Copy the records from the line containing "Q: Pinpoint the dark" to the line containing "[[0, 0, 1154, 1036]]", changing every "Pinpoint" to "Locate" and leaving everything else as it is.

## Source data
╭──
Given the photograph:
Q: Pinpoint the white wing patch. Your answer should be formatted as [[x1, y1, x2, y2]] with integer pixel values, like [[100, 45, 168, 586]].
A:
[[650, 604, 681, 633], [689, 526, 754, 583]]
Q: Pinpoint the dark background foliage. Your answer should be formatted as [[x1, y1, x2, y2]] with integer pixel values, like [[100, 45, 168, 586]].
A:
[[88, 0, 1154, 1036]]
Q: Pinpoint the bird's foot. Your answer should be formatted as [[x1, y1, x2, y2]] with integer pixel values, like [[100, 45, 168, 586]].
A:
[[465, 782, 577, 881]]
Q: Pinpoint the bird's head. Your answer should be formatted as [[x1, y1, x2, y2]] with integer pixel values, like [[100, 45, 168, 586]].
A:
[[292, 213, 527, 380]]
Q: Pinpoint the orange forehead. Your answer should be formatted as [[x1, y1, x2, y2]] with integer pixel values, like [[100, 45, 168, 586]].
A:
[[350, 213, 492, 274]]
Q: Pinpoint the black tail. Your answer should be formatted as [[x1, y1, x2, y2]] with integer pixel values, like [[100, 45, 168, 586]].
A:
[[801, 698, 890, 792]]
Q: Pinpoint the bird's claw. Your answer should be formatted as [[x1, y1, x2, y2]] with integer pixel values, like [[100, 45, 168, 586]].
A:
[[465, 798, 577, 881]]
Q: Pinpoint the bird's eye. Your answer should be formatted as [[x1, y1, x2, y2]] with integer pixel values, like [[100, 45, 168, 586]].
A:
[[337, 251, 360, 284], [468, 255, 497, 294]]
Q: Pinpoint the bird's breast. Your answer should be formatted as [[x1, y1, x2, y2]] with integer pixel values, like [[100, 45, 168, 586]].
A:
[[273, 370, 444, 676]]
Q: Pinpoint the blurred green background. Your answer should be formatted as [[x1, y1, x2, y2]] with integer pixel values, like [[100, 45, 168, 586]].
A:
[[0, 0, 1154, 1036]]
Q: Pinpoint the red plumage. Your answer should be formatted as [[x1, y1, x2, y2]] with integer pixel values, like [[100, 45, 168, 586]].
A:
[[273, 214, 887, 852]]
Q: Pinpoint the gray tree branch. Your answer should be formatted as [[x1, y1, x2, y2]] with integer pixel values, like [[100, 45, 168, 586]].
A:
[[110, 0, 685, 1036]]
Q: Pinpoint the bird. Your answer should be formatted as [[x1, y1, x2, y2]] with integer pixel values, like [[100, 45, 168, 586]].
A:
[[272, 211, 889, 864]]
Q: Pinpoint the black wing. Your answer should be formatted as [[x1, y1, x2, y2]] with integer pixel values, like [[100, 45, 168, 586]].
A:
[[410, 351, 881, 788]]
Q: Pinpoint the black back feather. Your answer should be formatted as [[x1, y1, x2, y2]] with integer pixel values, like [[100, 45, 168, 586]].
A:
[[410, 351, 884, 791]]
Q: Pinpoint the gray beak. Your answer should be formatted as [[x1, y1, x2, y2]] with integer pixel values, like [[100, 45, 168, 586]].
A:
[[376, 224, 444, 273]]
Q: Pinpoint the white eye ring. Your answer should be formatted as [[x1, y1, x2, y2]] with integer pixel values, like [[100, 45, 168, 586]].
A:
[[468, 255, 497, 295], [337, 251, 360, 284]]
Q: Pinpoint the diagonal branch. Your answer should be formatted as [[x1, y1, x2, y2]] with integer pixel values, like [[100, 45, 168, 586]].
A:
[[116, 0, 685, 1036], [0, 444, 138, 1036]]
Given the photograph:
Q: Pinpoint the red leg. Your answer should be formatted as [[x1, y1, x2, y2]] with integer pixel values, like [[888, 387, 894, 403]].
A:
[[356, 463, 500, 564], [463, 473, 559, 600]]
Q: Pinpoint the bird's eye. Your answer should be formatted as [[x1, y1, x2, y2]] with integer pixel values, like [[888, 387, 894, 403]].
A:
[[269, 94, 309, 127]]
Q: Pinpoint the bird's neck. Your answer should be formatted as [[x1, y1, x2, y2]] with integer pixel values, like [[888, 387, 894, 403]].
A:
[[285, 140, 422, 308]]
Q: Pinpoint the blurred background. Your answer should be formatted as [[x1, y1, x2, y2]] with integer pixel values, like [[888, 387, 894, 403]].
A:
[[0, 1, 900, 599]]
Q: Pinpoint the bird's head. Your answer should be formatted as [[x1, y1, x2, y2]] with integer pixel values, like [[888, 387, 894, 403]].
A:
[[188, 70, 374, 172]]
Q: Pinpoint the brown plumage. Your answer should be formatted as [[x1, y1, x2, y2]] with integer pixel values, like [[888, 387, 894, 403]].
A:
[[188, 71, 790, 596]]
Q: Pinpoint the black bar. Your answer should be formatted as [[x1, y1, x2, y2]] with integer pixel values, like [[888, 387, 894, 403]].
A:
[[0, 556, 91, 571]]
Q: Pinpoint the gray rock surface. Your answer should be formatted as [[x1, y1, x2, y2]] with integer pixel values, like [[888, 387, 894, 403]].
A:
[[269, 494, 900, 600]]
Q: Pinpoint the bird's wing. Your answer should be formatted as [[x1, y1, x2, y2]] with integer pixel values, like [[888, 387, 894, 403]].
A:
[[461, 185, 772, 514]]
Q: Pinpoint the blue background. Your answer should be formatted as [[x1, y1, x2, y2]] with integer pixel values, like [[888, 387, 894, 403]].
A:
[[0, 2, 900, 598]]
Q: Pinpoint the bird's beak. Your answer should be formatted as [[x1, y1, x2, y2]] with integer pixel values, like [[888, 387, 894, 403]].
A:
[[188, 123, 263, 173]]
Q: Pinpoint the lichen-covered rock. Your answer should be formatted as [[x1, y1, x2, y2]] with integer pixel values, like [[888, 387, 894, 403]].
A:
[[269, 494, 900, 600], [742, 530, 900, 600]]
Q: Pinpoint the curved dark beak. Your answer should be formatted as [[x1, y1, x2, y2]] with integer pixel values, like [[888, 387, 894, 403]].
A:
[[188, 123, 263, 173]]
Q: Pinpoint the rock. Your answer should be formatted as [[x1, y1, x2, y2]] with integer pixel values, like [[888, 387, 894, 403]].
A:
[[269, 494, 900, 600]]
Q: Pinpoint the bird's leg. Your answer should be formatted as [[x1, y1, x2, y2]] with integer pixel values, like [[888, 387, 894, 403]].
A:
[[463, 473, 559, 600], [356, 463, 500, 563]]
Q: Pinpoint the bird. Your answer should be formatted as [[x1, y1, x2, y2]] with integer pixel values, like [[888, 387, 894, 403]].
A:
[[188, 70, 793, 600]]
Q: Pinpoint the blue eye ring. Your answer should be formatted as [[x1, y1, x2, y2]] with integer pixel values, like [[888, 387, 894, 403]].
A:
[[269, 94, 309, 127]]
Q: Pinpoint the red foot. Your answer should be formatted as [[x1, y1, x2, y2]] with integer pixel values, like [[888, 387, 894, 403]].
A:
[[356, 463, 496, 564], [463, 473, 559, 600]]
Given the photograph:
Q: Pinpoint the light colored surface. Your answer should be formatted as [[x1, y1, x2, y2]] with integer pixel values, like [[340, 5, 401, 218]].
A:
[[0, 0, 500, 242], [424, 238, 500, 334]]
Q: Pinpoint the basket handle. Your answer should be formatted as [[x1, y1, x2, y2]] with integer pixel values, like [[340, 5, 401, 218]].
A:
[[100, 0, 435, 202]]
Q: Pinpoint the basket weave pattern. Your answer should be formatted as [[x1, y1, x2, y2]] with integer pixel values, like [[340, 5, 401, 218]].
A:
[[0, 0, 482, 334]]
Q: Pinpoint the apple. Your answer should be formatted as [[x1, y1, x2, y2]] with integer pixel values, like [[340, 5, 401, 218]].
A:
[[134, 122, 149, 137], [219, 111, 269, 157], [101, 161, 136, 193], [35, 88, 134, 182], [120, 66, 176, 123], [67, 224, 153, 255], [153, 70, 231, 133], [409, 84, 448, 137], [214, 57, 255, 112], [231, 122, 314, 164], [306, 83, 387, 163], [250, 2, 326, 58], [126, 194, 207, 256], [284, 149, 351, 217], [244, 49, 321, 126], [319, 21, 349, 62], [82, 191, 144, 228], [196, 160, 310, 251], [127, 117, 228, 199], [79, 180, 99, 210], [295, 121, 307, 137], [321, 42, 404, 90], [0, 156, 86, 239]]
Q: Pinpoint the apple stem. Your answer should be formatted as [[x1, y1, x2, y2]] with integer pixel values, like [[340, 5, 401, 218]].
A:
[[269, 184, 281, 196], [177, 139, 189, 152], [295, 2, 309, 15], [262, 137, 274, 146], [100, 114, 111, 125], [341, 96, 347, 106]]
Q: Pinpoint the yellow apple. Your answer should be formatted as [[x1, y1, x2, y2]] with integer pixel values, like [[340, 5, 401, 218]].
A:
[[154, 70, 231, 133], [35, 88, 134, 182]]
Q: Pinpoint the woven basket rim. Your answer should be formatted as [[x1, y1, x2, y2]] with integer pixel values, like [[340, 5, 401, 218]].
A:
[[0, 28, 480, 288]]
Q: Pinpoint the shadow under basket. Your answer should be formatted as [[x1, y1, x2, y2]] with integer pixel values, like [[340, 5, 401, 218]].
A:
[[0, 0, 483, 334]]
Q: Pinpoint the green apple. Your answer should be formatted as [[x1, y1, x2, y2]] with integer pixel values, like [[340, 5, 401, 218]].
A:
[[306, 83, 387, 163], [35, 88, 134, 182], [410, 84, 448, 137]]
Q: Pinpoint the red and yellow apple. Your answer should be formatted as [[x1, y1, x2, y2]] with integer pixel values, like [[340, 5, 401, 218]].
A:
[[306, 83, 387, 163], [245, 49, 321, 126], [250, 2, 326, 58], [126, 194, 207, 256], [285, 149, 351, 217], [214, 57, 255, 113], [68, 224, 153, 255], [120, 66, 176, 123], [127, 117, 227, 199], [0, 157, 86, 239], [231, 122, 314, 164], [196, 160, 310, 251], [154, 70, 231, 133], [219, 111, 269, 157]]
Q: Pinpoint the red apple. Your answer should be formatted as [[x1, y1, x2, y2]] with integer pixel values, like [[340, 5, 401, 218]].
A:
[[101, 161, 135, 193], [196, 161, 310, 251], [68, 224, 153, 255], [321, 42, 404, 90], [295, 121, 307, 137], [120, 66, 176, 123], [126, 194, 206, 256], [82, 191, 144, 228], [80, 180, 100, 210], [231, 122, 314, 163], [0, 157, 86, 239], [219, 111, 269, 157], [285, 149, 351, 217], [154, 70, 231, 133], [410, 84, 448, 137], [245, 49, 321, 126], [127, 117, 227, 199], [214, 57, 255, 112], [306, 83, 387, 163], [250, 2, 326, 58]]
╰──
## Solution below
Q: Locate the dark background foliage. Your answer should be formatted as [[x1, y1, x2, y2]] with integer pixel values, like [[100, 45, 168, 586]].
A:
[[88, 0, 1154, 1036]]
Q: Locate the bird's foot. Your answer should be formatted as [[x1, y1, x2, y2]] with integer pixel values, like [[100, 45, 168, 586]].
A:
[[465, 782, 577, 881]]
Q: Locate the bird's head. Your answer should be formatted as [[x1, y1, x2, y2]] with integer pixel values, like [[100, 45, 168, 586]].
A:
[[292, 213, 527, 380]]
Q: Locate the orange forehead. Your answer should be formatted as [[x1, y1, x2, y2]] with integer pixel values, like [[100, 45, 168, 586]].
A:
[[350, 213, 492, 274]]
Q: Locate the black tail. Your answer should be formatted as [[x1, y1, x2, y2]] with integer pixel values, like [[100, 45, 168, 586]].
A:
[[801, 698, 890, 792]]
Q: Locate the bird's claw. Your answer should be formatted as [[x1, y1, x2, y2]] with integer pixel values, like [[100, 45, 168, 586]].
A:
[[465, 798, 577, 881]]
Q: Locate the bird's eye. Your answer should be formatted as [[x1, y1, x2, y2]] with integer pixel values, like [[100, 45, 168, 586]].
A:
[[337, 251, 360, 284], [468, 255, 497, 294]]
Q: Locate the bird's breast. Your answer should be formatted as [[x1, y1, x2, y2]] with integer pixel values, like [[100, 45, 168, 586]].
A:
[[273, 370, 444, 676]]
Q: Locate the blurred green background. Your answer should be formatted as [[x1, y1, x2, y2]] with integer pixel values, like [[100, 45, 168, 586]].
A:
[[0, 0, 1154, 1036]]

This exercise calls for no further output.